## TASK STATEMENT
Copy out each line of the data that holds the string "stone".

*** Opening PROVIDED ENTRIES ***

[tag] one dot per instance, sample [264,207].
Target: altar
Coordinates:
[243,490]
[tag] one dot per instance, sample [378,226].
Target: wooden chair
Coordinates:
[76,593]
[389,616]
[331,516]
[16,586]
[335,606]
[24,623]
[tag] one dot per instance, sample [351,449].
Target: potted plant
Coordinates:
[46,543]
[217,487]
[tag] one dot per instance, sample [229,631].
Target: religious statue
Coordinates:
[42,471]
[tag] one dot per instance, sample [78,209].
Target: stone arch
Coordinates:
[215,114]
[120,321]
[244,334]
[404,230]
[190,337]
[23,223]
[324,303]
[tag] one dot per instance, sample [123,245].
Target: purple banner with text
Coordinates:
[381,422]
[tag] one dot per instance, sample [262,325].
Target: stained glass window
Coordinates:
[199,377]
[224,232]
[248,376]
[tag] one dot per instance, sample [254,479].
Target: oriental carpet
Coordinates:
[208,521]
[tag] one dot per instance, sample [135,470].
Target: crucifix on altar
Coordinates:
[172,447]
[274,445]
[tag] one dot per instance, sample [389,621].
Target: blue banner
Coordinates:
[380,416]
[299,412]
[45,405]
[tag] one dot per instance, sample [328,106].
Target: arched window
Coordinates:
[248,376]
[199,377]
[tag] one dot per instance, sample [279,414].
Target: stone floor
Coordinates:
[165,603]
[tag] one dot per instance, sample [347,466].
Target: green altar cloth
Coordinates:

*** Closing PROVIDED ENTRIES ***

## WRITTEN RESPONSE
Target: stone arch
Target: stone floor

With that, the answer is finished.